Which continuous glucose monitoring sites provide the most accurate, sensitive, and specific real-time values of blood glucose?
Continuous or traditional monitoring of blood glucose has played a key role in therapy plans for enhanced diabetes control. Whether it be for type 1 or type 2 diabetes, continuous monitoring allows patients to have a better understanding of their day-to-day glycemic control by providing real-time blood glucose values continuously throughout the day without all the lancet pricks that traditional monitoring of blood glucose requires. Maintaining blood glucose values within normal limits has proven numerous times throughout multiple studies to reduce long term secondary problems that develop with worsening diabetes, such as renal and neuropathic complications.
----------------
## QUESTIONS
a: Please quote from the glucose monitoring passage the part that opens with the words containing "Continuous or traditional" and closes with "and neuropathic complications.".
b: In the glucose monitoring passage, which two long-term complications are named as examples of problems that develop with worsening diabetes?
c: Name every quality that the heading of the glucose monitoring passage wants real-time blood glucose values to have.

## DATA EXTRACT
----------------
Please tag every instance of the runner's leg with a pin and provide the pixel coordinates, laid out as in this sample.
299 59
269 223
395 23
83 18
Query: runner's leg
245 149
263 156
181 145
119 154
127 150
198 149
----------------
## COMPLETED EXERCISE
a:
Continuous or traditional monitoring of blood glucose has played a key role in therapy plans for enhanced diabetes control. Whether it be for type 1 or type 2 diabetes, continuous monitoring allows patients to have a better understanding of their day-to-day glycemic control by providing real-time blood glucose values continuously throughout the day without all the lancet pricks that traditional monitoring of blood glucose requires. Maintaining blood glucose values within normal limits has proven numerous times throughout multiple studies to reduce long term secondary problems that develop with worsening diabetes, such as renal and neuropathic complications.

b: Renal and neuropathic complications.

c: Accurate, sensitive, and specific.